■ **YOUR TASK**
Count how many lines in the rows below contain the word "countertop". Reply with the number alone.

##### INFORMATION GIVEN #####

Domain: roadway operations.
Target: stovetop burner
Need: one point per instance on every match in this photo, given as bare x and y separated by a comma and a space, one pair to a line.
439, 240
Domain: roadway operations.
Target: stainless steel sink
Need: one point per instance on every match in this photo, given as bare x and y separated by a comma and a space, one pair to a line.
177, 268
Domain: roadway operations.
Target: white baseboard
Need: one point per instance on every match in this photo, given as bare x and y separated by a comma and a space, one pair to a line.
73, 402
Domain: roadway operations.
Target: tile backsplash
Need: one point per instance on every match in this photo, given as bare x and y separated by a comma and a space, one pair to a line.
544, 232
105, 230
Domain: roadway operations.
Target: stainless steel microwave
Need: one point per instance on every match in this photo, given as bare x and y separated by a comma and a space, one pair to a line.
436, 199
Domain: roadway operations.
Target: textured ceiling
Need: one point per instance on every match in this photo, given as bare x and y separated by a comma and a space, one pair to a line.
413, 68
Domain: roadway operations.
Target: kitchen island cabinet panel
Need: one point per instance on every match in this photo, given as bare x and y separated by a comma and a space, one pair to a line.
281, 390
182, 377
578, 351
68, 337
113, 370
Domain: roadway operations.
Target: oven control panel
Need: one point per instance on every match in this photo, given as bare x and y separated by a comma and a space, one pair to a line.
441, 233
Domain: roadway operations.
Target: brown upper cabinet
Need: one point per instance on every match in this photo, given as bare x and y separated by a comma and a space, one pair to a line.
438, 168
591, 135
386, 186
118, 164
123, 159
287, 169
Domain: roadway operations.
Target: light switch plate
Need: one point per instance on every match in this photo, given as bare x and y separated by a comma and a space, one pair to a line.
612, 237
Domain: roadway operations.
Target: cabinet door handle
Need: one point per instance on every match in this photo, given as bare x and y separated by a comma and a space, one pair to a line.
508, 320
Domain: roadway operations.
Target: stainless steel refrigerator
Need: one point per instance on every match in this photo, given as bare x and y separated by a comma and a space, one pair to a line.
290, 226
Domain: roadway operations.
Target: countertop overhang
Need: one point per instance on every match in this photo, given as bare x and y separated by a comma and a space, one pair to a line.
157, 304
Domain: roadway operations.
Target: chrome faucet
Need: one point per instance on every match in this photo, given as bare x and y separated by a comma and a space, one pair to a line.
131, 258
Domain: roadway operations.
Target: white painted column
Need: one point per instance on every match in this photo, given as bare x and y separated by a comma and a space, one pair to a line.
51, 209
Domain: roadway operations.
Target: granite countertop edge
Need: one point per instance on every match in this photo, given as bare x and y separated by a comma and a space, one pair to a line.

#####

■ **SOLVED EXERCISE**
2